Cuando en la tarde, a eso de las 4:00, nos paramos en la arista de la Gloria, que acá hacía un pequeño recodo, y llenamos nuestros pulmones de aire, el cansancio desapareció, como un mal sueño. En silencio nos paramos sobre la cumbre bañada por el sol dorado de la tarde, toda esta indescriptible belleza como desparramándose en nuestro interior. Cada uno de nosotros conoce las experiencias en la montaña y, sin embargo, no sabemos por qué siempre nos atrae su hechizo.
A nuestros pies, mucho más abajo se encontraba el extenso valle de Olivares con su río de espumas salvajes. Al frente la enorme cadena inexplorada de Olivares con los siguientes macizos: Puntas Negras, Mesón Alto, Cortaderas, Morado, San Francisco, Nevado de Piuquenes y el Tupungato, detrás nuestro los grandes cerros del Quempo en toda su magnificencia y esplendor. ¡Una vista inolvidable!

- Tareas pendientes:
1. Resume el relato de montaña en dos oraciones.
2. Por favor, convierte en una lista el párrafo del relato de montaña que empieza con «A nuestros pies», conservando sus datos principales.
3. Retoma el relato de montaña a partir de su última oración.

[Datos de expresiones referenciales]

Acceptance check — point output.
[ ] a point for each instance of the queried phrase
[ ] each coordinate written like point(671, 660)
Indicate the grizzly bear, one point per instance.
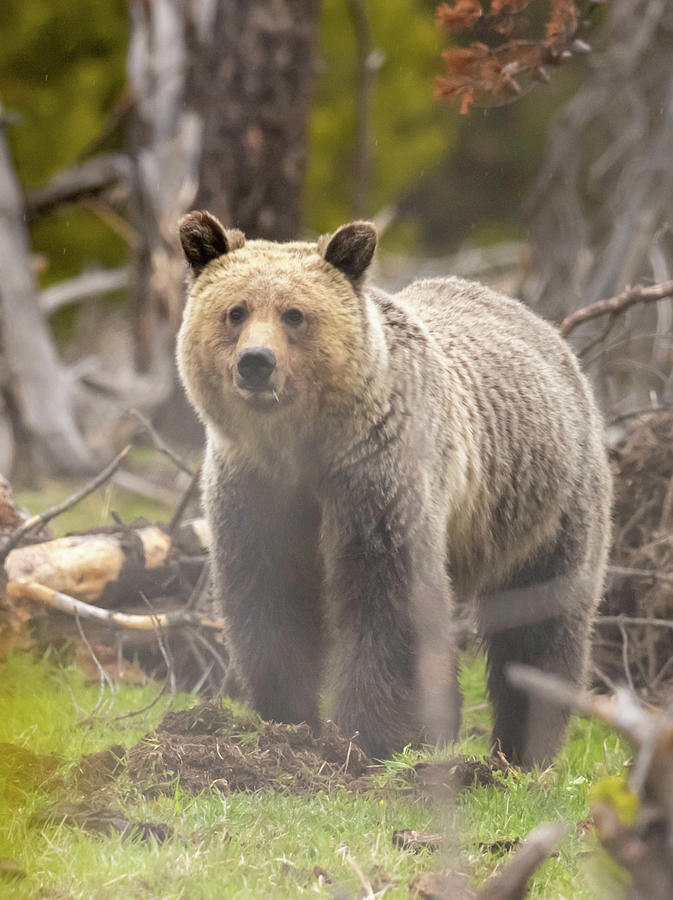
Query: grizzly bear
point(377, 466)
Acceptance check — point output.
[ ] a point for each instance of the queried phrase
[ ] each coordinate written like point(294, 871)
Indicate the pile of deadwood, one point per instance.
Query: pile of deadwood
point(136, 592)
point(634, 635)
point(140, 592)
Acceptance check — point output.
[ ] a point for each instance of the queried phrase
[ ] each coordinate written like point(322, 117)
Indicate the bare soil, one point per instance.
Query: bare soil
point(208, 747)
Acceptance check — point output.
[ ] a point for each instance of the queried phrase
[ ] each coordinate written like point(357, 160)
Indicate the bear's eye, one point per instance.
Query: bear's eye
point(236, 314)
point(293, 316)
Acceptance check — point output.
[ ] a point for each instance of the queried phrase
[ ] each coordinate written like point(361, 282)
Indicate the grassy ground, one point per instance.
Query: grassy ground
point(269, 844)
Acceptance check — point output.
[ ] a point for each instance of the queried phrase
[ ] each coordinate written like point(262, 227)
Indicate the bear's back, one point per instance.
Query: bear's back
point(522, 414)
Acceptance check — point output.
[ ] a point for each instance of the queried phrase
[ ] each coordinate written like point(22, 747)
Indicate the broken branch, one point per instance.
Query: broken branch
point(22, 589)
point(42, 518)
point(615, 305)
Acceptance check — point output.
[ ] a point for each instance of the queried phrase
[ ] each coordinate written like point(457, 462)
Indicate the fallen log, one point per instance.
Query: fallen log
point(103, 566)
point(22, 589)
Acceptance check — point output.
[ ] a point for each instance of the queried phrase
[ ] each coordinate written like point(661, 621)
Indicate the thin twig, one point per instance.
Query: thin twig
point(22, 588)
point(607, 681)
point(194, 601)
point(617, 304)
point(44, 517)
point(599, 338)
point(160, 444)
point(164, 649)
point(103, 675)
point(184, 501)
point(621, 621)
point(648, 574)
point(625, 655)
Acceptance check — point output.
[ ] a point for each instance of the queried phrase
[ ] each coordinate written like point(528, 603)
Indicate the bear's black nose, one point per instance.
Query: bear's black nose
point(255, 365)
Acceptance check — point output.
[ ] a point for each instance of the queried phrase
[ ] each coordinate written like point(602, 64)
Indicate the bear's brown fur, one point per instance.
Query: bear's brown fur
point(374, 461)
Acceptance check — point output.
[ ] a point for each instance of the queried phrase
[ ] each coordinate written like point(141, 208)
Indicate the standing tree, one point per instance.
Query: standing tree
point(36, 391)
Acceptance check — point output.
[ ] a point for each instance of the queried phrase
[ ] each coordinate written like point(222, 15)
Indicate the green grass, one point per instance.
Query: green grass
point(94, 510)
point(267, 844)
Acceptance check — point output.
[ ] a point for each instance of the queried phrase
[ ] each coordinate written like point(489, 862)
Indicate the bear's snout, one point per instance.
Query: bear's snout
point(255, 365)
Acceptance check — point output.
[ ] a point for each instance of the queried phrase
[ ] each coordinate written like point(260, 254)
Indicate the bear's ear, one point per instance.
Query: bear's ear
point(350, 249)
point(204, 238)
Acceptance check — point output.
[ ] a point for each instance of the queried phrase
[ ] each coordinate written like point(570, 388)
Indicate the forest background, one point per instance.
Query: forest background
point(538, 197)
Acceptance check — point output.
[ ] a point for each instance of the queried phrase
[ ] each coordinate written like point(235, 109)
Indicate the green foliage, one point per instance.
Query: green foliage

- Respuestas:
1. Hacia las 4:00 de la tarde, el grupo se detuvo en la arista de la Gloria y, al llenar los pulmones de aire, el cansancio desapareció mientras permanecían en silencio sobre la cumbre bañada por el sol dorado. Abajo se extendía el valle de Olivares con su río, al frente la cadena inexplorada de Olivares con macizos como el Tupungato y detrás los grandes cerros del Quempo, en una vista inolvidable.

2.
- Abajo: el extenso valle de Olivares, con su río de espumas salvajes.
- Al frente: la enorme cadena inexplorada de Olivares, con los macizos Puntas Negras, Mesón Alto, Cortaderas, Morado, San Francisco, Nevado de Piuquenes y Tupungato.
- Detrás: los grandes cerros del Quempo, en toda su magnificencia y esplendor.
- Impresión: una vista inolvidable.

3.
Tomamos algunas fotografías y buscamos luego un lugar protegido del viento para realizar un consejo de guerra. La misma ruta de vuelta: ¡Imposible! Así que decidimos descender hacia el valle de Olivares, por acá había buenas laderas de acarreo en las cuales nos prometimos hacer maravillas de velocidad. ¡Qué les vaya bien, a la fiel carpa con el fogón, a los porotos con embutido y al resto de los placeres! Nosotros preferimos rodear todo el macizo de la Gloria para no tener que hacer el difícil descenso. Sólo nos preocupaba el arriero. ¿Qué podría poner en marcha por el miedo por nosotros? ¿Sabría cómo empacar todo nuestro equipo?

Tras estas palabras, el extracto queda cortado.